Extrait choisi =
_ _ _ _
21 novembre 2014 par Eric LOMBARDI

Aujourd’hui, la science et l’industrie nous offrent des teintures à bois d’une multitude de coloris et de finitions. Nos ancêtres qui ne profitaient pas de telles largesses ont développé des techniques pour créer des teintes nouvelles. Au temps où les teintures industrielles n’existaient donc pas encore, voici les méthodes, produits ou ingrédients employés pour teinter les bois selon la couleur désirée.

Il est nécessaire de préciser  que la teinte du bois était obtenue par trempage de 15 jours à 1 mois et toujours à froid.
Enfin, nous parlons ici exclusivement de teinte de bois, les effets de certains composant variant selon le support teinté. Le campêche donne par exemple une couleur rouge aux textiles alors qu’il va plutôt teinter le bois en noir.

Bois teinté en brun
Le brun était obtenu avec du brou de noix et de l’alun.
_ _ _ _
Données fournies =
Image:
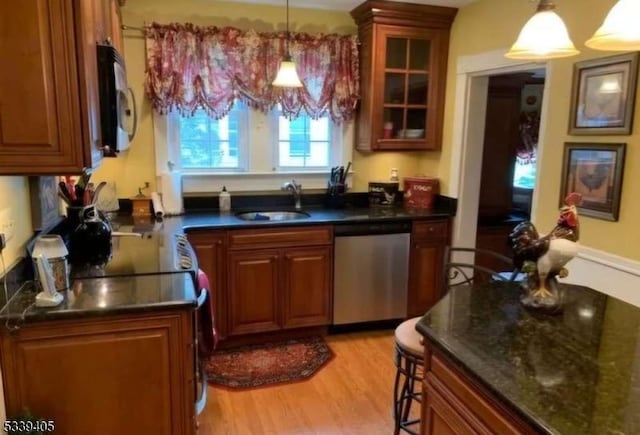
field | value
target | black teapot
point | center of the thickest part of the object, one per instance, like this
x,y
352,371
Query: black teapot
x,y
91,240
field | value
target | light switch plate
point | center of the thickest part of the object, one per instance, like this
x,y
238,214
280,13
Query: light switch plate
x,y
7,224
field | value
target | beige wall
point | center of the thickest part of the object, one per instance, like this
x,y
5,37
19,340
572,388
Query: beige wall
x,y
136,166
490,25
14,194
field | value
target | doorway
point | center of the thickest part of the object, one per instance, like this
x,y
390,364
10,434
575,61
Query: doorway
x,y
470,109
507,182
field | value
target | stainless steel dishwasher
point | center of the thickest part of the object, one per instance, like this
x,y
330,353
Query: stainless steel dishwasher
x,y
371,271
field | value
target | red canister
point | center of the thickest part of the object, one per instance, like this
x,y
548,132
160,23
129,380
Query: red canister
x,y
419,192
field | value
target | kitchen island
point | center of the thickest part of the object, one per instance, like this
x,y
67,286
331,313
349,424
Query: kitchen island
x,y
117,356
492,366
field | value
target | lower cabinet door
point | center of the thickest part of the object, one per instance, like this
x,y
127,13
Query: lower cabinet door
x,y
426,259
125,376
308,277
253,291
440,417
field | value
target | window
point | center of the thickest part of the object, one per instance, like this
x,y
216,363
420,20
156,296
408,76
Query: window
x,y
304,143
524,175
207,143
249,150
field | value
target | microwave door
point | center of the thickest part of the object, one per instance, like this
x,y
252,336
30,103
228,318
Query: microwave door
x,y
123,108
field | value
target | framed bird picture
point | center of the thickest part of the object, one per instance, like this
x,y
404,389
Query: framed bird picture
x,y
595,171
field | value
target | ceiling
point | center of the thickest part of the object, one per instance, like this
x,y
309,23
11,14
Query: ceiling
x,y
347,5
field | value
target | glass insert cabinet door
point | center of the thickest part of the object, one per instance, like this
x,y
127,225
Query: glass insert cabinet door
x,y
405,71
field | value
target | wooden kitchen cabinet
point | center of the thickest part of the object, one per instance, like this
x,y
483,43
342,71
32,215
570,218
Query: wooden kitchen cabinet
x,y
211,251
453,403
129,374
403,66
426,256
307,284
279,278
49,107
254,291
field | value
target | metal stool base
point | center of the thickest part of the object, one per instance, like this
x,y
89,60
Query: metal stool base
x,y
410,368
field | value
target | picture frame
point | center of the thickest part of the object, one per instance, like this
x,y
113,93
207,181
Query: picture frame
x,y
45,205
595,170
603,95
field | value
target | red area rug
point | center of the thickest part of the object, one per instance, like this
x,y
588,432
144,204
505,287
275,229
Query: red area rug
x,y
268,364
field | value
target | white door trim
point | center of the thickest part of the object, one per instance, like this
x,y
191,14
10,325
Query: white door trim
x,y
469,117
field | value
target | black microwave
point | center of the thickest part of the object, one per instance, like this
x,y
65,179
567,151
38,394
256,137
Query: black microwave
x,y
117,103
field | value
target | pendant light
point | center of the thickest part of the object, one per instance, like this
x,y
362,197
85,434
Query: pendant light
x,y
544,36
620,30
287,76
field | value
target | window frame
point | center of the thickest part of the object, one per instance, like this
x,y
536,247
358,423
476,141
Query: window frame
x,y
336,133
259,162
174,125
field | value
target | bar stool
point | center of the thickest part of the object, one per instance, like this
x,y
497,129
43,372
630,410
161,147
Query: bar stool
x,y
410,367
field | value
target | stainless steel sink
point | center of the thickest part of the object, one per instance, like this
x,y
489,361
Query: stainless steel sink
x,y
272,215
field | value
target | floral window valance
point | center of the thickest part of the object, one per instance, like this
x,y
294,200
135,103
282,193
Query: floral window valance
x,y
191,67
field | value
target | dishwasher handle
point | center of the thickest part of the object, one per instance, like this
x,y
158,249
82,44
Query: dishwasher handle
x,y
365,229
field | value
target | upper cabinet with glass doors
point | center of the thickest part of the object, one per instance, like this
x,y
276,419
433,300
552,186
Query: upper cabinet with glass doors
x,y
403,66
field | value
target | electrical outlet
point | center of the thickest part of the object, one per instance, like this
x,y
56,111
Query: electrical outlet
x,y
7,224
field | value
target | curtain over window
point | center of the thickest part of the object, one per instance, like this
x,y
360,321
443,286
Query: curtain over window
x,y
191,67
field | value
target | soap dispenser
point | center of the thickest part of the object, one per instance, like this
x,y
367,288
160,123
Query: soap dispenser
_ _ _ _
Tâches à réaliser =
1/ Relevez toutes les substances nommées dans le texte sur la teinture du bois.
2/ Extrayez du texte sur la teinture du bois le passage qui commence à « Aujourd’hui, la science » et se termine à « toujours à froid. ».

Corrigés des tâches =
1/
- le campêche
- le brou de noix
- l'alun

2/
Aujourd’hui, la science et l’industrie nous offrent des teintures à bois d’une multitude de coloris et de finitions. Nos ancêtres qui ne profitaient pas de telles largesses ont développé des techniques pour créer des teintes nouvelles. Au temps où les teintures industrielles n’existaient donc pas encore, voici les méthodes, produits ou ingrédients employés pour teinter les bois selon la couleur désirée.

Il est nécessaire de préciser  que la teinte du bois était obtenue par trempage de 15 jours à 1 mois et toujours à froid.